Your answer should be the lines below from the one with "Can you spot the woman's midriff" to the one with "Can you spot the woman's neck", both included, given again exactly and with nothing added.

* **Data for analysis**

▬▬▬

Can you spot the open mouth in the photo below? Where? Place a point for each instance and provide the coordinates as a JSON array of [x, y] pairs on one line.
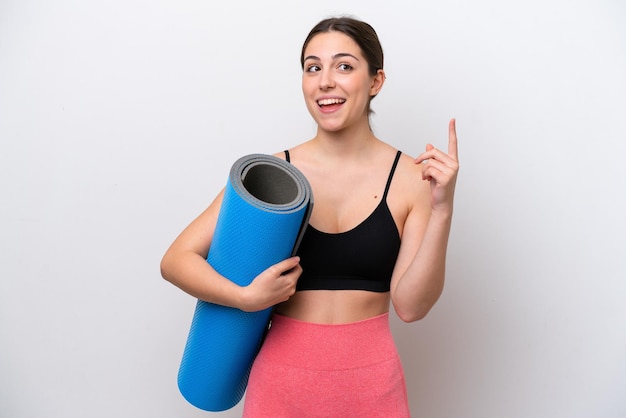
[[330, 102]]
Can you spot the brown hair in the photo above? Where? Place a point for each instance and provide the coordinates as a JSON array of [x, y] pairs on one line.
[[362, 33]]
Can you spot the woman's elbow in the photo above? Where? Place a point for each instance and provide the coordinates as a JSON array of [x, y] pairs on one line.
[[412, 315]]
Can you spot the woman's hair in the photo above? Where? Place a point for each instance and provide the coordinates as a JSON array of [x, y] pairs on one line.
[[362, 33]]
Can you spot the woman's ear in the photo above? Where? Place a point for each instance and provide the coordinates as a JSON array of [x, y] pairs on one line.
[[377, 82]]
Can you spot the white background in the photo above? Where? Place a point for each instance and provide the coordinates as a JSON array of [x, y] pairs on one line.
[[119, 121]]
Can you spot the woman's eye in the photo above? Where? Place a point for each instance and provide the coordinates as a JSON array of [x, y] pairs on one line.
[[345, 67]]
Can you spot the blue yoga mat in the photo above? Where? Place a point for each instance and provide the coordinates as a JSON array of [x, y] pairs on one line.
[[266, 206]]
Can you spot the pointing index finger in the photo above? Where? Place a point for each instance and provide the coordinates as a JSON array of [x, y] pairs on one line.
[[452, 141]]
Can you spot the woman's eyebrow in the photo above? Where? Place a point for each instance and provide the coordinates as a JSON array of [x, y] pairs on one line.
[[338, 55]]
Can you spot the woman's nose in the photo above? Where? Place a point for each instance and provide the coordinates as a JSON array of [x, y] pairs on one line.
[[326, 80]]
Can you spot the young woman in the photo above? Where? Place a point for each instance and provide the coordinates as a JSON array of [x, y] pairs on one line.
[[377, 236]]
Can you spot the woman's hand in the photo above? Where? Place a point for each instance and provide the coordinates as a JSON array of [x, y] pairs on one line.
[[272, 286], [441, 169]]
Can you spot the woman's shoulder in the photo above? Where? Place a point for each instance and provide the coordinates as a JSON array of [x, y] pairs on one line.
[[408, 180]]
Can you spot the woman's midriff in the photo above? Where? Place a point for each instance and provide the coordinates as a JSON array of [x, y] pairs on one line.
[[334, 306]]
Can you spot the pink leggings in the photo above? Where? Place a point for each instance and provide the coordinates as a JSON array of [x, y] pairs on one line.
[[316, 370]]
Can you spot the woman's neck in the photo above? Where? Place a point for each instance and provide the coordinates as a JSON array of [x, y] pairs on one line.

▬▬▬

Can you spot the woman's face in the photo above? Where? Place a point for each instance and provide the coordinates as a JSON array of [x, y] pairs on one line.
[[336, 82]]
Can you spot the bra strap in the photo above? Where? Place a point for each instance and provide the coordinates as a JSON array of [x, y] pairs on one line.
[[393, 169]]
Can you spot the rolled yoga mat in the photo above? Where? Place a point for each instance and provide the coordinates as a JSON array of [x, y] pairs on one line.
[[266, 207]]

▬▬▬

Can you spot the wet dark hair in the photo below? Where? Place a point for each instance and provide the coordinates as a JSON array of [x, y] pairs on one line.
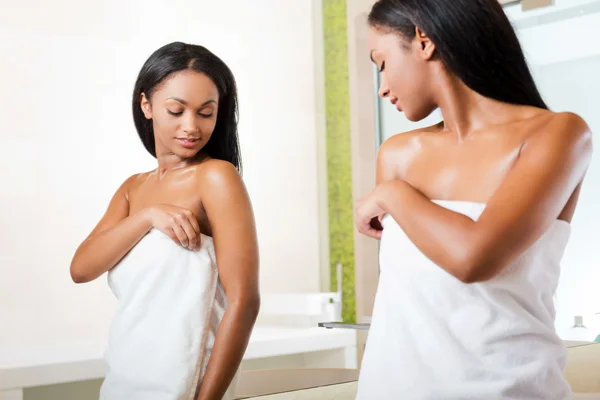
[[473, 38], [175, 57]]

▬▬▬

* **Answer to this exercise**
Can you spot the woman's midriff in the photo above? Where? Place a point for each instance and provide the coordinates as a JSON array of [x, y] pairs on one line.
[[334, 306]]
Can you spot the pink leggings in the photo above? Where? Place a point for each instance and provide the coordinates as a JSON array of [x, y] pairs on one line.
[[316, 370]]
Can you spot the woman's neck in the photo above? Where? Place a point for each instance and provide the coordinates as a JSON array of [x, y] pairs on one line.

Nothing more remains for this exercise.